Whenever a line in the records below holds the string "koala", copy it out.

┏━━

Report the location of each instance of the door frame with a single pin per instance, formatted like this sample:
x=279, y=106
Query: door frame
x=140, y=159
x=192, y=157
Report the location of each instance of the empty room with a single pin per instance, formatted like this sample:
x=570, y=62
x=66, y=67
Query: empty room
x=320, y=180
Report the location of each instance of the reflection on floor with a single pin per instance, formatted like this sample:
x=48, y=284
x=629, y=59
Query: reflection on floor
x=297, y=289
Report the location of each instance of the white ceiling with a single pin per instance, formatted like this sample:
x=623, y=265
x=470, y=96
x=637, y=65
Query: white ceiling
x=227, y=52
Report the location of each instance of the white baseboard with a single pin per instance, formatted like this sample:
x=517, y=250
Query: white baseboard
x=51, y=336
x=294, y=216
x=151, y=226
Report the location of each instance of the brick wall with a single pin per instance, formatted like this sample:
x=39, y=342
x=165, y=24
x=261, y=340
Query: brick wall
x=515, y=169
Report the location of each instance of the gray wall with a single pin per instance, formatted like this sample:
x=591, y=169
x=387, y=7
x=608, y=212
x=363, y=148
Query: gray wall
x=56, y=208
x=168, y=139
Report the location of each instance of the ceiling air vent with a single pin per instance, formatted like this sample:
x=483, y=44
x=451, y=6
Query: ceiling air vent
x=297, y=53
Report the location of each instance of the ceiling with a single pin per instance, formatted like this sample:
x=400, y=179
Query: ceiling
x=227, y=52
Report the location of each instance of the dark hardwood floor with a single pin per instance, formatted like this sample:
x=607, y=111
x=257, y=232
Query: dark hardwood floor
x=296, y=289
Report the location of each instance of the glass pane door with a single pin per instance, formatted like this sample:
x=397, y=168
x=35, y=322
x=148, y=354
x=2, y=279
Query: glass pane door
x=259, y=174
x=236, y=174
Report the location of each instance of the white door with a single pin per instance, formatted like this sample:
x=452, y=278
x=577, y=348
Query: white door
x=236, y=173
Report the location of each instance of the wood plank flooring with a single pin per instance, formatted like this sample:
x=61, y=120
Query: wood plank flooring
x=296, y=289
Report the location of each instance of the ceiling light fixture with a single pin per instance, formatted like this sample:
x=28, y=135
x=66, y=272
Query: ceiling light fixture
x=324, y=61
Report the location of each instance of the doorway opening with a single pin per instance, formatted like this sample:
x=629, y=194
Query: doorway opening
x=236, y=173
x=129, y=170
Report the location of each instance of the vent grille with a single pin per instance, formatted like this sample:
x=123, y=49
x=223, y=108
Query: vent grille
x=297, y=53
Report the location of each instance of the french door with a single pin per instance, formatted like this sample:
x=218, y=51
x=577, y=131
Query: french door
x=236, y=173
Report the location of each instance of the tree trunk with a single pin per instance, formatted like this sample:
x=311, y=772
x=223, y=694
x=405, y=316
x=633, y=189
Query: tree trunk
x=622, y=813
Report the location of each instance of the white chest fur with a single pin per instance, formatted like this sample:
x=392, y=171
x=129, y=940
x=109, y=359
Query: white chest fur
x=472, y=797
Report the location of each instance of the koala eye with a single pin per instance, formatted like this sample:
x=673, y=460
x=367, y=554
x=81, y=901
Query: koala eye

┗━━

Task answer
Report the location of each instance of the koala eye with a single pin per instance, formatted like this sample:
Query: koala eye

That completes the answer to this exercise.